[SOURCE DATA]

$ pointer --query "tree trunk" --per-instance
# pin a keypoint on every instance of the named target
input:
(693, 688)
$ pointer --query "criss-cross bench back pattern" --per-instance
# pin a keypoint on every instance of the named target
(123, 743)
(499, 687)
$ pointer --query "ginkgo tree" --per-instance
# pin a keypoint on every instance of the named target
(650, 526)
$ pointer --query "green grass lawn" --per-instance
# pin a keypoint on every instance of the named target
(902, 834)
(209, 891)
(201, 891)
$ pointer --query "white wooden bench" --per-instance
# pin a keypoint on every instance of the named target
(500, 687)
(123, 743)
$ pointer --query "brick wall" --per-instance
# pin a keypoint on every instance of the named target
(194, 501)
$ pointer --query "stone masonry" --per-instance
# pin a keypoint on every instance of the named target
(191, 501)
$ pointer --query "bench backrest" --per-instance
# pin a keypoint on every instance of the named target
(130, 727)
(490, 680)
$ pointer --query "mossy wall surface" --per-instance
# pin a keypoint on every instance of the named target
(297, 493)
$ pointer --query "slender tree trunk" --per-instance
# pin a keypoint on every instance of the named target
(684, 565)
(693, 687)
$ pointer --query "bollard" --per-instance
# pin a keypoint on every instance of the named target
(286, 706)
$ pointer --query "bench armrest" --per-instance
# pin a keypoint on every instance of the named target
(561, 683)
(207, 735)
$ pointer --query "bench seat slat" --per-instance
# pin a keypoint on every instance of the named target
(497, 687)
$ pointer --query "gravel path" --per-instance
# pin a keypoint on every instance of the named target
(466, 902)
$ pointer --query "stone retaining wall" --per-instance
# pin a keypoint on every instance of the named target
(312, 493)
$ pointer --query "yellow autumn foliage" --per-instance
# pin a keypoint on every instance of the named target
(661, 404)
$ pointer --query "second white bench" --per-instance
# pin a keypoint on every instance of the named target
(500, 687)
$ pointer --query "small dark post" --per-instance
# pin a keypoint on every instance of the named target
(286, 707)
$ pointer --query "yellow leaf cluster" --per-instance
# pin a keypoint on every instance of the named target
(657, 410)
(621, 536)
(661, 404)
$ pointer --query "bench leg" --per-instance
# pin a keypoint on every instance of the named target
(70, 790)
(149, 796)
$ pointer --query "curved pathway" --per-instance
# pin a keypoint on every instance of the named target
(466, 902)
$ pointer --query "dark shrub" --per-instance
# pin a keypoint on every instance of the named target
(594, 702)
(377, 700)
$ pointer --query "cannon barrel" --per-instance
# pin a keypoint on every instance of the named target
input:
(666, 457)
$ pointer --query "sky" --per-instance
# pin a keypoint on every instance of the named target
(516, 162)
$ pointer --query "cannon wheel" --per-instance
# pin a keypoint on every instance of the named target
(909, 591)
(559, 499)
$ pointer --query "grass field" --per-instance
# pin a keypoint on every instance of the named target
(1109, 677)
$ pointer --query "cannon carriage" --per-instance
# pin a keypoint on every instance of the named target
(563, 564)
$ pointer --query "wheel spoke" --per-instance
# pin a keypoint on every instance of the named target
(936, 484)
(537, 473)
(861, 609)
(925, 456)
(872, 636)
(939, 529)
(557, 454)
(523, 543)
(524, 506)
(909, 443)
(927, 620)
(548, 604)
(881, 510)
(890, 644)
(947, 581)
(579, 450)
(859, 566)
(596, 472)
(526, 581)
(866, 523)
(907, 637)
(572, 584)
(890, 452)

[/SOURCE DATA]

Please list every line of the records that contains "grass".

$ pointer --query "green grass lawn" --per-instance
$ pointer --query "grass field" --per-instance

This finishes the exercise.